*** Data extracts Section Begins ***
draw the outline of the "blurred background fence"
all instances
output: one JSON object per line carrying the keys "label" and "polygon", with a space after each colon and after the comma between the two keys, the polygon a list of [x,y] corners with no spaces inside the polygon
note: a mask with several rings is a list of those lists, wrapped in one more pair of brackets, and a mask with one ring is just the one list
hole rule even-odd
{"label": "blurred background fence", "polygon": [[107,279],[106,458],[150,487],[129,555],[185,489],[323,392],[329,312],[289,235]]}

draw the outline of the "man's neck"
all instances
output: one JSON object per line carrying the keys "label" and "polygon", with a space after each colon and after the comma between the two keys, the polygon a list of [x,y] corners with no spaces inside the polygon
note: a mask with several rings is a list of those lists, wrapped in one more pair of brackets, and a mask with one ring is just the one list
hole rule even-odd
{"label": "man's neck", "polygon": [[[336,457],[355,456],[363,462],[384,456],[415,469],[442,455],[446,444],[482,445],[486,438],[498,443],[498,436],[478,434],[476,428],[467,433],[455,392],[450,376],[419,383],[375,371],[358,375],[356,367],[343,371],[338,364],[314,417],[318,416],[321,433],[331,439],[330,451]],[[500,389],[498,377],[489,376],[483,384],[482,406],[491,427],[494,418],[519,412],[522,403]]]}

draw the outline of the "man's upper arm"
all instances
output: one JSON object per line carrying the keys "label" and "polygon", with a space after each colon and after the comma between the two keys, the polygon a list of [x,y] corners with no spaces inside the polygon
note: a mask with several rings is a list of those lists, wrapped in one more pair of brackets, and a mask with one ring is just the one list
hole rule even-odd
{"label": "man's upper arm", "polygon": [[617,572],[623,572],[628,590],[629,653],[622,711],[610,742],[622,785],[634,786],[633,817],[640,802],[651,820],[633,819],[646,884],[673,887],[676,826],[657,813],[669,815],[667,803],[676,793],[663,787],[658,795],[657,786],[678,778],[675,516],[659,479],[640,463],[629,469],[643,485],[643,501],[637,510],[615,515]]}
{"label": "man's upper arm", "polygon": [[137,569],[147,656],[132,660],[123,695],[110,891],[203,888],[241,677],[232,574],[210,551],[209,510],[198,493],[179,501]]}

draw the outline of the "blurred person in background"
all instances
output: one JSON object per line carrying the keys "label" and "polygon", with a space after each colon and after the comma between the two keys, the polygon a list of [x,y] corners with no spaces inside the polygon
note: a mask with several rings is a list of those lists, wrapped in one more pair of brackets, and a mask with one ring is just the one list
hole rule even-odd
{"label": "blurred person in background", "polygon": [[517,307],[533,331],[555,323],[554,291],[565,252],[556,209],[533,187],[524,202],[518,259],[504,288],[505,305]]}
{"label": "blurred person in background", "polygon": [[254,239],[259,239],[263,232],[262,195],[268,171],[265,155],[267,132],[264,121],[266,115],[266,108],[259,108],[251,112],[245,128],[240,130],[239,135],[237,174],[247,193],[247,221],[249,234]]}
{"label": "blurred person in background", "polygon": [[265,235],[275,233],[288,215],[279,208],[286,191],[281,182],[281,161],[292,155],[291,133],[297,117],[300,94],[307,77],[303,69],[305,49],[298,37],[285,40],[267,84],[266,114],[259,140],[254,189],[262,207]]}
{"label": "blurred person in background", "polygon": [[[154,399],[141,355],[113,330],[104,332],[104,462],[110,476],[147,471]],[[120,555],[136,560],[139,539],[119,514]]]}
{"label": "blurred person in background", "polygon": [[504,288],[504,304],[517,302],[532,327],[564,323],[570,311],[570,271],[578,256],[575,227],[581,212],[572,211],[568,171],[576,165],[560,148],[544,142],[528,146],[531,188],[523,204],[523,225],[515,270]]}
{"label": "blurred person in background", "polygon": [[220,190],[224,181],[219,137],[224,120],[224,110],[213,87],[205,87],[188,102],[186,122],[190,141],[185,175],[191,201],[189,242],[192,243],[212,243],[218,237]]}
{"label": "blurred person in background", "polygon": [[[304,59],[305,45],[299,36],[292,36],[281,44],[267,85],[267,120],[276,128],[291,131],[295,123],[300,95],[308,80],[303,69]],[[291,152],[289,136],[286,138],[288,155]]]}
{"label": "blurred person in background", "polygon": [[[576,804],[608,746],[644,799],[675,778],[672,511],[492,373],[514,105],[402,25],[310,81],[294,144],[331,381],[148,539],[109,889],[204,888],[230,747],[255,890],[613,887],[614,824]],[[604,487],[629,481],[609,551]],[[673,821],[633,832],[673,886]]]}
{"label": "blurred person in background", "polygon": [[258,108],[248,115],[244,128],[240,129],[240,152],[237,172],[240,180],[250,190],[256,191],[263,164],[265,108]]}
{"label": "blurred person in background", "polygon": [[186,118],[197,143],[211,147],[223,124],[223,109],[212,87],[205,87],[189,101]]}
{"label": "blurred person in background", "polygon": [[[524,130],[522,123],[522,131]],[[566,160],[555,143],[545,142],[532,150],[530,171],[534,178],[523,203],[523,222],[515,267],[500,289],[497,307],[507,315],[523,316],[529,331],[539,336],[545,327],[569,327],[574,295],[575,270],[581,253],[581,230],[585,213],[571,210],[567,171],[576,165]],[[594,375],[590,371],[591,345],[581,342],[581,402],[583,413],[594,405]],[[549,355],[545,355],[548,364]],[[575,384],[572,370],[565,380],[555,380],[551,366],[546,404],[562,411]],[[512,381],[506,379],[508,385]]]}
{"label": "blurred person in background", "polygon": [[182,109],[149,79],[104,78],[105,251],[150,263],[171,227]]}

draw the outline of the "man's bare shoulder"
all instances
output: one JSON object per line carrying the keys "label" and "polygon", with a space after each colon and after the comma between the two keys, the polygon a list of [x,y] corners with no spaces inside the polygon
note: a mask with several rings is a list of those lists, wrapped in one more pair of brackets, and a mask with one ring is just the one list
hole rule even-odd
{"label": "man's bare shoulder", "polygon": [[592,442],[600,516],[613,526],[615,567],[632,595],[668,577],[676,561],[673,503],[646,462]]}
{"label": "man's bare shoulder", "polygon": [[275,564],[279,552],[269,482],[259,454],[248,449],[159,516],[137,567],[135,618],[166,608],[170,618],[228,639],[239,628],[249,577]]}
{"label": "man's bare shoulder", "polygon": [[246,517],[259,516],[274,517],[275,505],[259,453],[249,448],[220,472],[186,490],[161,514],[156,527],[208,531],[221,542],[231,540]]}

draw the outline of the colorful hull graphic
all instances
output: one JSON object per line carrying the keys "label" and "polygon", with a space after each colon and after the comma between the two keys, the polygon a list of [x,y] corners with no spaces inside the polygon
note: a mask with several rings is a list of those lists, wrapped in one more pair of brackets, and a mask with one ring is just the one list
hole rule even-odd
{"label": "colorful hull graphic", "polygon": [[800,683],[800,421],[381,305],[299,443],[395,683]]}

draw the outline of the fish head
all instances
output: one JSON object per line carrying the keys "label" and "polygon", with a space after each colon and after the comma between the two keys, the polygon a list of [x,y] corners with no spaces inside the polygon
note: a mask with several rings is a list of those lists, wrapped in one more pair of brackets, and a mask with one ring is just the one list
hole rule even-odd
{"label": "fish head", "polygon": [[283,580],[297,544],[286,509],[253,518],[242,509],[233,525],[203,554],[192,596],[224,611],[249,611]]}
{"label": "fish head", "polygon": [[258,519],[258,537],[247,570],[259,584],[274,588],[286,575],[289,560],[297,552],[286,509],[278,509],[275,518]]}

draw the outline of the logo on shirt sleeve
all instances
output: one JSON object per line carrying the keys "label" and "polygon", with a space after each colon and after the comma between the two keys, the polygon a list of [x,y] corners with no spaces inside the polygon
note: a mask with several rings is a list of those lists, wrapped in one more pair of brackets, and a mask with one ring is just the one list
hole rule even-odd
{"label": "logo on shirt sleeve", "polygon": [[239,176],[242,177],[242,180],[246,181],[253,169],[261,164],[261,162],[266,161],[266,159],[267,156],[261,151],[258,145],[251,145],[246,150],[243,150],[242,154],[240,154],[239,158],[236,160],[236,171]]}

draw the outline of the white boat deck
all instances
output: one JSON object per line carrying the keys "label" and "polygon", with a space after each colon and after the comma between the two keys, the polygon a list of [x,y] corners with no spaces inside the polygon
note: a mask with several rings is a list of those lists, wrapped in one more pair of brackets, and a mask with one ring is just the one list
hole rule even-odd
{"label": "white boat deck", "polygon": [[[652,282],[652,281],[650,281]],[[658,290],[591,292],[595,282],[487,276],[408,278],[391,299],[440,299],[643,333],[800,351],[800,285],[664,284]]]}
*** Data extracts Section Ends ***
→ **Prompt**
Which lines of the records above contain the word "outline"? Copy each of them.

→ **Exercise solution**
draw the outline of the "blurred background fence"
draw the outline of the "man's neck"
draw the outline of the "man's upper arm"
draw the outline of the "blurred person in background"
draw the outline of the "man's bare shoulder"
draw the outline of the colorful hull graphic
draw the outline of the fish head
draw the outline of the logo on shirt sleeve
draw the outline of the white boat deck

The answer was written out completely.